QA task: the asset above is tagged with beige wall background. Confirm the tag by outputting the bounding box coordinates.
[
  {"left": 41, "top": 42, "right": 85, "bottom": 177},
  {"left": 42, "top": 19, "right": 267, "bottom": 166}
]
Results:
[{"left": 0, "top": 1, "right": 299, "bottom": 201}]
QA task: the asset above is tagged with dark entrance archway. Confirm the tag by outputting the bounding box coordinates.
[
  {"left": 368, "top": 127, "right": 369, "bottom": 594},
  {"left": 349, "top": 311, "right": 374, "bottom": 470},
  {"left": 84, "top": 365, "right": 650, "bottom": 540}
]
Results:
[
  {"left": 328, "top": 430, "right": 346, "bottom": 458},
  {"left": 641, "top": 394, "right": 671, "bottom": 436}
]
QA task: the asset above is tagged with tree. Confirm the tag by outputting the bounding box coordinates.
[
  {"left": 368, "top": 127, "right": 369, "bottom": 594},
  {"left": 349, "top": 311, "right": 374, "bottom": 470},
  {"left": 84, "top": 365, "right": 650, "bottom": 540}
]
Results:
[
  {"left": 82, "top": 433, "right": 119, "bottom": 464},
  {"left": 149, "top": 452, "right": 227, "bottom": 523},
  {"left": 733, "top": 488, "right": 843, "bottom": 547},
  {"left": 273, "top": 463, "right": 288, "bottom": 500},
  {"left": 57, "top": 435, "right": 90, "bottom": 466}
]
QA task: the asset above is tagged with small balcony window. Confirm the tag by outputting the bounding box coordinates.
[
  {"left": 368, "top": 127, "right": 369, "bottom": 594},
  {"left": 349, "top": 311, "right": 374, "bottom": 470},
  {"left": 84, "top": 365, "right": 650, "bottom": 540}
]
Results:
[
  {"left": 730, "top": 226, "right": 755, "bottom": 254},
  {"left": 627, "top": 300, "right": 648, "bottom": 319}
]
══════════
Task details:
The word "with" appears in some lines above. Return every one of those lines.

Exercise response:
QA task: the asset above is tagged with beige wall background. Confirm the tag by outputting the bounding box coordinates.
QA task: the asset above is tagged with dark entrance archway. Confirm the tag by outputting the bounding box coordinates.
QA task: the asset above is tagged with tree. Confirm the tag by outputting the bounding box coordinates.
QA task: the asset above is tagged with small balcony window. Confirm the tag by outputting the bounding box coordinates.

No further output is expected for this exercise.